ТЕКСТ ДЛЯ ЧТЕНИЯ:
╔══

Оглавление | Каталог библиотеки

не прочитано
Прочитано: 0%

Старые девы из Осло

"Курьер", 09.03.2002, Бруклин, Нью-Йорк, n10


         27 декабря 1961 года из Хельсинки в США бежал сотрудник резидентуры ПГУ КГБ в Финляндии майор Анатолий Голицын. Во время допросов на конспиративной квартире ЦРУ он сделал сенсационное заявление о проникновении агентов КГБ в государственные структуры многих стран Запада, и прежде всего, в спецслужбы. Поначалу словам Голицына не придали особого значения. Но после того как с перебежчиком начал работать начальник отдела контрразведки ЦРУ Джеймс Энглтон, охота на советских "кротов" получила невиданный доселе размах.
         Причиной послужило то, что Энглтон в свое время был другом небезызвестного Гарольда (Кима) Филби и даже называл его своим учителем. Поэтому предательство Филби глубоко потрясло Энглтона и породило в нем почти параноидальную подозрительность.Агентов КГБ стали искать не только в ЦРУ, но и в спецслужбах Канады и Западной Европы, в том числе и Норвегии, в военной разведке которой, по утверждению Голицына, окопался советский "крот".
         В заявлении Голицына было немало правды. После окончания второй мировой войны, когда для Москвы главным противником стали США и их союзники, советская разведка активизировала работу по проникновению в западные спецслужбы. Правильность такой стратегии подтвердил случай с заместителем резидента ИНО НКГБ в Турции Константином Волковым. 27 августа 1945 года он установил контакт с английской разведкой и в обмен на предоставление политического убежища пообещал сообщить англичанам имена семи советских агентов в Форин оффисе и СИС. Однако Филби, работавший в то время в контрразведывательном отделе СИС, успел сообщить в Москву о предательстве Волкова, и 24 сентября 1945 года того вместе с женой "эвакуировали" в СССР, отдали под суд и расстреляли.

╚══

ЗАДАНИЕ 1:
Какие строки записей содержат строку «every»? Найдите и скопируйте каждую такую строку, учитывая регистр букв.

МАТЕРИАЛЫ УПРАЖНЕНИЯ:
╔══

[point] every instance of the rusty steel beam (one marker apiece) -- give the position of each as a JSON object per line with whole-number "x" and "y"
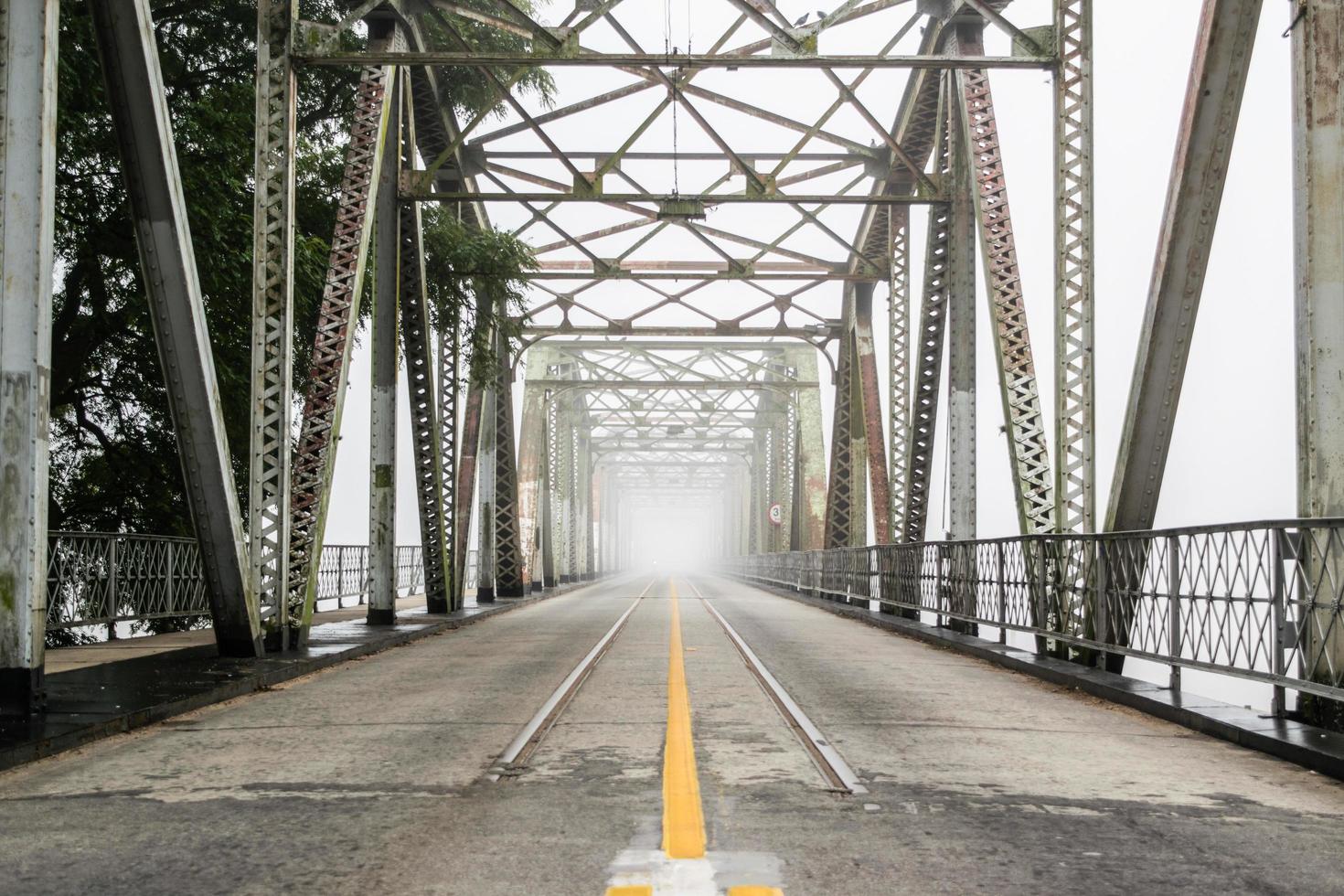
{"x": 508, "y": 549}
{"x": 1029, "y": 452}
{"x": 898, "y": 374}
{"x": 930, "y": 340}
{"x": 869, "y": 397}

╚══
╔══

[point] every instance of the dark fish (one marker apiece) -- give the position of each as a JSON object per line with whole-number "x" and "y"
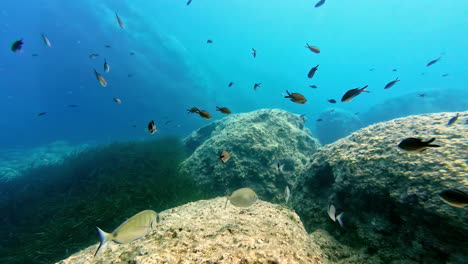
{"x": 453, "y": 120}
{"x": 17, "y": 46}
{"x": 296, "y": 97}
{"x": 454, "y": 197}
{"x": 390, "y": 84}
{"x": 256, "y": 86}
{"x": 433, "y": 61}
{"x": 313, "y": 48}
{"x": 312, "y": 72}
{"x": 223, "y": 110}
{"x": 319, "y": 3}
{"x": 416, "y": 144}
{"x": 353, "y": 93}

╚══

ЗАДАНИЕ 2:
Как перевести на английский язык предложение из статьи «Старые девы из Осло»: «В заявлении Голицына было немало правды.»?

ОТВЕТ 1:
[point] every instance of the rusty steel beam (one marker apiece) -- give the position of each as a JSON object per line with whole-number "x" and "y"
[point] every instance of the dark fish (one marker apiece) -- give the position of each as a JSON object per line with whole-number "x" and "y"

ОТВЕТ 2:
There was a good deal of truth in Golitsyn's statement.